REQUIREMENTS ->
- 1) Answer these about the excerpt on feature-space masked reconstruction:
(a) What happens to the Rebuilder at inference time?
(b) What percentage of spatial locations is randomly masked?
(c) What supervises the MRM loss?
- 2) Please write out the excerpt on feature-space masked reconstruction from "The paper's core" up to and including "for pixel classification.", substituting "dense prediction" for "segmentation" everywhere it occurs.

DOCUMENT EXCERPT ->

The paper's core idea: perform masking and reconstruction in feature space (rather than input space), thereby preserving the input pipeline while aligning the reconstruction objective with the segmentation objective—since the reconstructed features are fed directly into the segmentation decoder for pixel classification.

Method¶

Overall Architecture¶

MRM is inserted as an auxiliary task into an existing UDA pipeline. A masking operation is applied to the encoder output features \(f^t = E(x^t)\); a lightweight Rebuilder \(R(\cdot)\) then reconstructs the masked features, which are subsequently passed to the decoder \(D(\cdot)\) for classification. At inference time, the Rebuilder is removed entirely, incurring zero additional inference overhead. The overall optimization objective is \(\mathcal{L}_{overall} = \mathcal{L}_{sup} + \mathcal{L}_{uda} + \lambda\mathcal{L}_{mrm}\).

Key Designs¶

Representation-space masked reconstruction (MRM): The encoder output features \(f^t \in \mathbb{R}^{C \times H \times W}\) are first passed through a representation embedding layer that rescales them to \(C' \times H' \times W'\) (unifying feature dimensions across different architectures). Subsequently, 40% of spatial locations are randomly masked and replaced with learnable mask tokens. After reconstruction, a projection layer restores the original dimensions, and the result is fused with the original features as \(f^r = M^s \odot f^o + (1 - M^s) \odot f^t\). The key distinction from MIM: the reconstruction target is not pixel values but correct semantic predictions by the decoder on the reconstructed features, \(\mathcal{L}_{mrm} = -\sum_{i,j,c} \tilde{y}_{ijc} \log D(R(E(x^t)))_{ijc}\), supervised with pseudo-labels \(\tilde{y}\).

COLLECTED MATERIAL ->
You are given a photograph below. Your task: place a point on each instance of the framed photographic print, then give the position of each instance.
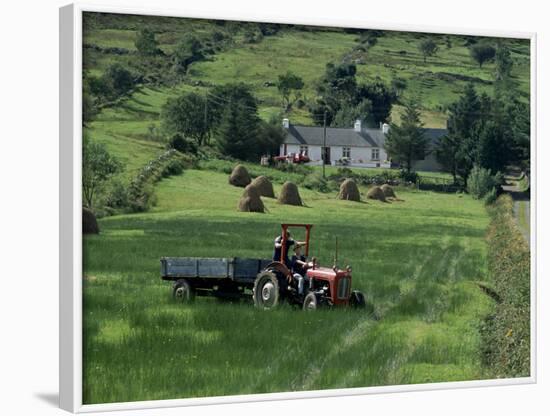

OUTPUTS FOR THE TASKS ->
- 1)
(a) It is removed entirely, so there is zero additional inference overhead.
(b) 40%.
(c) Pseudo-labels \(\tilde{y}\).

- 2)
The paper's core idea: perform masking and reconstruction in feature space (rather than input space), thereby preserving the input pipeline while aligning the reconstruction objective with the dense prediction objective—since the reconstructed features are fed directly into the dense prediction decoder for pixel classification.